» EXERCISE DESCRIPTION:
Please transcribe the listing below with every word intact.

» TASK INPUTS:

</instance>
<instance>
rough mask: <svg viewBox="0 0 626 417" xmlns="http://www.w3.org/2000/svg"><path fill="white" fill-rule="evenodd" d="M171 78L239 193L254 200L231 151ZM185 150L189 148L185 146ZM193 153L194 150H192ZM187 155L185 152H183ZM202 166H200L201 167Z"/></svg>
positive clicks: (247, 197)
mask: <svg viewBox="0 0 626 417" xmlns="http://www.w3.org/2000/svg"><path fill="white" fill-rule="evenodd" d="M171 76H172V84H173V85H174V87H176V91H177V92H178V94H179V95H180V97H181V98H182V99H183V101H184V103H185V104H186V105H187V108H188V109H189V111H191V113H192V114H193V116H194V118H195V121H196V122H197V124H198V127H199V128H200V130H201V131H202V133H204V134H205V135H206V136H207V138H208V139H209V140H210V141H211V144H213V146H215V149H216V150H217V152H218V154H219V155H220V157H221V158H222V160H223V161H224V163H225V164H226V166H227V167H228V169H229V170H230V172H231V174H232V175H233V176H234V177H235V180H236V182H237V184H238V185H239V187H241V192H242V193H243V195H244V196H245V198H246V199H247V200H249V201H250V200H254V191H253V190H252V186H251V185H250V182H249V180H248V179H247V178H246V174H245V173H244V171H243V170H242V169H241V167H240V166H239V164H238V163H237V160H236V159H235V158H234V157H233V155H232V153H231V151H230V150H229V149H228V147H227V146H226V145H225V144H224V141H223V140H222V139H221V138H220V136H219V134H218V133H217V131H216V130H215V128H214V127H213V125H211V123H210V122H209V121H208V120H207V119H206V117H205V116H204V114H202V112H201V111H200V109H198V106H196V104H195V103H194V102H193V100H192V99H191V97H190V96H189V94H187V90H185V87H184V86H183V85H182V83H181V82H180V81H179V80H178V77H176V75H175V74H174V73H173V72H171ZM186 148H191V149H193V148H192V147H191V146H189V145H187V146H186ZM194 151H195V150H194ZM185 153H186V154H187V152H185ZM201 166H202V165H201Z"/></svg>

» EXPECTED ANSWER:
</instance>
<instance>
rough mask: <svg viewBox="0 0 626 417" xmlns="http://www.w3.org/2000/svg"><path fill="white" fill-rule="evenodd" d="M171 78L239 193L254 200L231 151ZM185 150L189 148L185 146ZM193 153L194 150H192ZM187 155L185 152H183ZM202 166H200L201 167Z"/></svg>
positive clicks: (247, 197)
mask: <svg viewBox="0 0 626 417" xmlns="http://www.w3.org/2000/svg"><path fill="white" fill-rule="evenodd" d="M171 76H172V84H173V85H174V87H176V91H177V92H178V94H179V95H180V97H181V98H182V99H183V101H184V103H185V104H186V105H187V108H188V109H189V111H191V113H192V114H193V116H194V118H195V121H196V122H197V124H198V127H199V128H200V130H201V131H202V133H204V134H205V135H206V136H207V138H208V139H209V140H210V141H211V144H213V146H215V149H216V150H217V152H218V154H219V155H220V157H221V158H222V160H223V161H224V163H225V164H226V166H227V167H228V169H229V170H230V172H231V174H232V175H233V176H234V177H235V180H236V182H237V184H238V185H239V187H241V192H242V193H243V195H244V196H245V198H246V199H247V200H249V201H250V200H254V191H253V190H252V186H251V185H250V182H249V180H248V179H247V178H246V174H245V173H244V171H243V170H242V169H241V167H240V166H239V164H238V163H237V160H236V159H235V158H234V157H233V155H232V153H231V151H230V150H229V149H228V147H227V146H226V145H225V144H224V141H223V140H222V139H221V138H220V136H219V134H218V133H217V131H216V130H215V128H214V127H213V125H211V123H210V122H209V121H208V120H207V119H206V117H205V116H204V114H202V112H201V111H200V109H198V106H196V104H195V103H194V102H193V100H192V99H191V97H190V96H189V94H187V90H185V87H184V86H183V85H182V83H181V82H180V81H179V80H178V77H176V75H175V74H174V73H173V72H171ZM186 148H191V149H193V148H192V147H191V146H189V145H187V146H186ZM194 151H195V150H194ZM185 153H186V154H187V152H185ZM201 166H202V165H201Z"/></svg>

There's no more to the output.